## Task to complete
Reproduce only the lines that run from the line with "on the navy" to the last line of the material, both ends included, exactly as they appear.

## Source records
* start *

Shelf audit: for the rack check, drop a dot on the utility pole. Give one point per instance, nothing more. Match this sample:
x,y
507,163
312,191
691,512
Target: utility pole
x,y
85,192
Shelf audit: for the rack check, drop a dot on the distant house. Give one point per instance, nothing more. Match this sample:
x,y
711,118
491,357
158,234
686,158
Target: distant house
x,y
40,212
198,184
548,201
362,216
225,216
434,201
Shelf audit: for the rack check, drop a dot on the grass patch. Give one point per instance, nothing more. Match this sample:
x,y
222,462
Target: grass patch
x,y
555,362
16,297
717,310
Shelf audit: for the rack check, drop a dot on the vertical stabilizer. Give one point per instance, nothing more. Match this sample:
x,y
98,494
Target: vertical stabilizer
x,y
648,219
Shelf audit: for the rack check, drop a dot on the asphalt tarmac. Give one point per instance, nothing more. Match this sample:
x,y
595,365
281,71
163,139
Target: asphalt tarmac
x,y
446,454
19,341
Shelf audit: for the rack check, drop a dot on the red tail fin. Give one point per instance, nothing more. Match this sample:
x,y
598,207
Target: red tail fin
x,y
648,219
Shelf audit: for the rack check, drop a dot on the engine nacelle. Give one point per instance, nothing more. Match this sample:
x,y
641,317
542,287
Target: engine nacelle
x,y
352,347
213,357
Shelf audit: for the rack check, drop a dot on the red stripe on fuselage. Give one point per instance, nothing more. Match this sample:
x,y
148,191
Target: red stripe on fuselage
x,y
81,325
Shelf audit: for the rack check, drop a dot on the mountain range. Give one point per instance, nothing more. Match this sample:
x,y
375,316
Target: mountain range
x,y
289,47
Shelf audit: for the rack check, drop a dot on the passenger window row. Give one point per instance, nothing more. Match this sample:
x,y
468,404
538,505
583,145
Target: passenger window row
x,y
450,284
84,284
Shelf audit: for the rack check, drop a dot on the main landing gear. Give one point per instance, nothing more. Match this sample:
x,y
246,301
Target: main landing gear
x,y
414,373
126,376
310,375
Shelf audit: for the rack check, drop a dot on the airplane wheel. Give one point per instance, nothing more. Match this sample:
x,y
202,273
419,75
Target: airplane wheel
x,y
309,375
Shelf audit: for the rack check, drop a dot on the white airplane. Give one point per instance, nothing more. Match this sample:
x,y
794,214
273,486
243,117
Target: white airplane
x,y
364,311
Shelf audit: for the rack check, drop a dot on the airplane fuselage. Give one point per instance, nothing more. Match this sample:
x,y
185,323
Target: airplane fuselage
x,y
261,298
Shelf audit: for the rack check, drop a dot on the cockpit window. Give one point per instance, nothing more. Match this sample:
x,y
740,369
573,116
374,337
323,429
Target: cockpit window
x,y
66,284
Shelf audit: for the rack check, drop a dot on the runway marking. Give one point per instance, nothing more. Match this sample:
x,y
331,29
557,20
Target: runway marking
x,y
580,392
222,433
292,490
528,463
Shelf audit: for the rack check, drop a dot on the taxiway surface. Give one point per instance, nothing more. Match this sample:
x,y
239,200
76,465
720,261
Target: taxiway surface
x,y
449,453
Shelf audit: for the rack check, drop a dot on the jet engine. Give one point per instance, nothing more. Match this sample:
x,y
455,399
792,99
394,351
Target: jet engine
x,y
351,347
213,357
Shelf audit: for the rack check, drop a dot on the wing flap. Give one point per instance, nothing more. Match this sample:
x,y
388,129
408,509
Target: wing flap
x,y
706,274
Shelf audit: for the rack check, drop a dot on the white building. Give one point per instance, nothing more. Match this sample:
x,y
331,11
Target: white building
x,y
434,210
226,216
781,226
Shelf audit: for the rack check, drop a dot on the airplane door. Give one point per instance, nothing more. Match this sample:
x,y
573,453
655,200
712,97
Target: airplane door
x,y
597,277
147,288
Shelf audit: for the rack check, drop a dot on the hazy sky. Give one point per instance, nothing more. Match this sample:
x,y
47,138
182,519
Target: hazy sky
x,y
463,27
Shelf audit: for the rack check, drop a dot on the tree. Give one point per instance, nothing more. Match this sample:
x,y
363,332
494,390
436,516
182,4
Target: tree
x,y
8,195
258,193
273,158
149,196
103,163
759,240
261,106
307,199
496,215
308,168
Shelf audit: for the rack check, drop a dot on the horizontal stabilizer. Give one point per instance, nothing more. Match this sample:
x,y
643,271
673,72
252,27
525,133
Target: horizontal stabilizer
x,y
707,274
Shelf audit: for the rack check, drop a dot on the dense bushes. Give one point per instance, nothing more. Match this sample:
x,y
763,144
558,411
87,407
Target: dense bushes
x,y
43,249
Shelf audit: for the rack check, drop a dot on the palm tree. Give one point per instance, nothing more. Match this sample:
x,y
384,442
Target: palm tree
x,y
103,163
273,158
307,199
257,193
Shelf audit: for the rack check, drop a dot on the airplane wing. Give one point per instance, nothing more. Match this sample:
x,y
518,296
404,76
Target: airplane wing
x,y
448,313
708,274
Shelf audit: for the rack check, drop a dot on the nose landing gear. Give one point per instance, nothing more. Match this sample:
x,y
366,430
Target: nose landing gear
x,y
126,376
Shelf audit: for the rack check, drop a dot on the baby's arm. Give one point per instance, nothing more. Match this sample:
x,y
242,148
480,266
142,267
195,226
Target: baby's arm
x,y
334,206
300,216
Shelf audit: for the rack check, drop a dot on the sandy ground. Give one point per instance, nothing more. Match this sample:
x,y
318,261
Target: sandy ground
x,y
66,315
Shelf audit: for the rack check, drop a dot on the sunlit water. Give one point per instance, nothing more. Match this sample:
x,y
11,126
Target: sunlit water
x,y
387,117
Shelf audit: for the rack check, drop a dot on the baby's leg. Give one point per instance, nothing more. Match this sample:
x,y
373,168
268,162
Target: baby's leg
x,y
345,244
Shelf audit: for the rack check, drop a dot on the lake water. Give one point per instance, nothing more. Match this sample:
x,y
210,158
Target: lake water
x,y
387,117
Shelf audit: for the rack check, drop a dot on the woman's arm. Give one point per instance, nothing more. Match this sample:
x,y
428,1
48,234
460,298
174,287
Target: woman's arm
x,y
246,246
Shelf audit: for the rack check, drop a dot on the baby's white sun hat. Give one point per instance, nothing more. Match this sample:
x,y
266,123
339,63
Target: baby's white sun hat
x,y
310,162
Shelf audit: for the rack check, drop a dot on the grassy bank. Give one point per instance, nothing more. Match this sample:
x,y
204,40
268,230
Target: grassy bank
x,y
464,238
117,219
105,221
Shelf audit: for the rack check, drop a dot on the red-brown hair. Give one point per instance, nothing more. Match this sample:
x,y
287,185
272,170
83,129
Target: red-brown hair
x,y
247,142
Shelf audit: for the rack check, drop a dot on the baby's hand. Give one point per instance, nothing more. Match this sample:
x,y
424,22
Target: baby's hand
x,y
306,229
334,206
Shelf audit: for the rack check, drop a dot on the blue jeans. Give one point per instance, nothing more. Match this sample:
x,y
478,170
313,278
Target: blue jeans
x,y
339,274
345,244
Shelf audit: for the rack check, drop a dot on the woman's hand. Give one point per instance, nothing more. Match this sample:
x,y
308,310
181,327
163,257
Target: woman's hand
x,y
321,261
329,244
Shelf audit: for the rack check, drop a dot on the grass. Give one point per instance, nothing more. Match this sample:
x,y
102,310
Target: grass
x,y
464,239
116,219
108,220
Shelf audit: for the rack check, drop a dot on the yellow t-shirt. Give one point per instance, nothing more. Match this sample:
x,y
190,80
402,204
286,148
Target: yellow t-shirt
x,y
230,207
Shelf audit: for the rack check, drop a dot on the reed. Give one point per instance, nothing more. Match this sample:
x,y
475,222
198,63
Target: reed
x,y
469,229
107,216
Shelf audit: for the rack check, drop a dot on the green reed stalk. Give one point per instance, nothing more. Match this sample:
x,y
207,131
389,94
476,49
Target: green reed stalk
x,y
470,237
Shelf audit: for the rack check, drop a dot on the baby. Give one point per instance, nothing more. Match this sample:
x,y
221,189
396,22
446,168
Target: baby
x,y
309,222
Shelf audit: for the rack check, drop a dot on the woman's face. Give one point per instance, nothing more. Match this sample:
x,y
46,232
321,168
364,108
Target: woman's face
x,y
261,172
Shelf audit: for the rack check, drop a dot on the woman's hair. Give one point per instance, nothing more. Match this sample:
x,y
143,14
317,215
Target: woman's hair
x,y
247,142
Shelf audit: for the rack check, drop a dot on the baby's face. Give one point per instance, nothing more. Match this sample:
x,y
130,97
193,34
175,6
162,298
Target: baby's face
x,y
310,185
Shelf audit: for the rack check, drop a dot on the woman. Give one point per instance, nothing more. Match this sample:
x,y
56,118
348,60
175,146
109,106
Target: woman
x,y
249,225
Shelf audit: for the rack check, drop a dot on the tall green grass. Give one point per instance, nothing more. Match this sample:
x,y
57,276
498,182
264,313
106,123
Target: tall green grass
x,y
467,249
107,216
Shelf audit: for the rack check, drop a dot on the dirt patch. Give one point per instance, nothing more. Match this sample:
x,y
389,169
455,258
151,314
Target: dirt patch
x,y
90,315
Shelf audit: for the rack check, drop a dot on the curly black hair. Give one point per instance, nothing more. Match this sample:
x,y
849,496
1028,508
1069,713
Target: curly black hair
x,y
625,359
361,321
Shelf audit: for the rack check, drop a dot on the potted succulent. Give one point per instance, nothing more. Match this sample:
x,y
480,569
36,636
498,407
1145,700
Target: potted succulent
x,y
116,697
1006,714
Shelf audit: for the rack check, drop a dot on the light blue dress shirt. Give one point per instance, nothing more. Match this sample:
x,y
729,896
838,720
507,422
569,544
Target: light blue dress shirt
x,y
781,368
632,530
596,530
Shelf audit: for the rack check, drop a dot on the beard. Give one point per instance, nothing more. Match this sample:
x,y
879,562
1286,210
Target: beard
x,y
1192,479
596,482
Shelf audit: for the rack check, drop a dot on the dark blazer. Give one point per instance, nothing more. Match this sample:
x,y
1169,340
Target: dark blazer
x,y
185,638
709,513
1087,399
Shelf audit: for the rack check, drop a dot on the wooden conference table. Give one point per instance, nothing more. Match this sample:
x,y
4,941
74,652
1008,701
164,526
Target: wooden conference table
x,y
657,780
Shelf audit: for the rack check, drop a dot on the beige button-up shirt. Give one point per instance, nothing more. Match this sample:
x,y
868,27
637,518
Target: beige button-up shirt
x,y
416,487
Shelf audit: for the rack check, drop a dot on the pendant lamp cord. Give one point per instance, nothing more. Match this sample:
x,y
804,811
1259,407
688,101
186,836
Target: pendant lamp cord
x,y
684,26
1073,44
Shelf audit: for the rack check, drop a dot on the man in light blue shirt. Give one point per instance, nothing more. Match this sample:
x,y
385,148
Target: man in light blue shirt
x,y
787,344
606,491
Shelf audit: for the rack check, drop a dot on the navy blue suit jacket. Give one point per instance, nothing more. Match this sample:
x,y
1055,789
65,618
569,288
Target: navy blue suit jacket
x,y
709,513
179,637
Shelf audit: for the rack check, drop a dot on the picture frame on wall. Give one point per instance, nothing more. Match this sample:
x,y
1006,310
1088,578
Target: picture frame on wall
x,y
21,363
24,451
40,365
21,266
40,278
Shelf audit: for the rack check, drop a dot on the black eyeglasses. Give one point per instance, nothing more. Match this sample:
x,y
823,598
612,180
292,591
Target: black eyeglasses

* end *

## Answer below
Shelf audit: for the rack check, drop a dot on the navy blue suit jacket. Give one point per instance, nothing more. Match this sample:
x,y
1055,789
65,618
569,288
Target: navy blue suit jacket
x,y
709,513
179,637
Shelf audit: for the rack check, drop a dot on the picture frame on wall. Give one point per instance, nothing more. Match this sample:
x,y
1006,310
1088,578
Target: picture frame on wall
x,y
21,363
24,451
40,365
21,266
40,278
Shelf audit: for the rack check, drop a dot on the black eyeglasses. Give one point per instance, nothing more. Match this sample:
x,y
823,598
612,180
292,591
Target: black eyeglasses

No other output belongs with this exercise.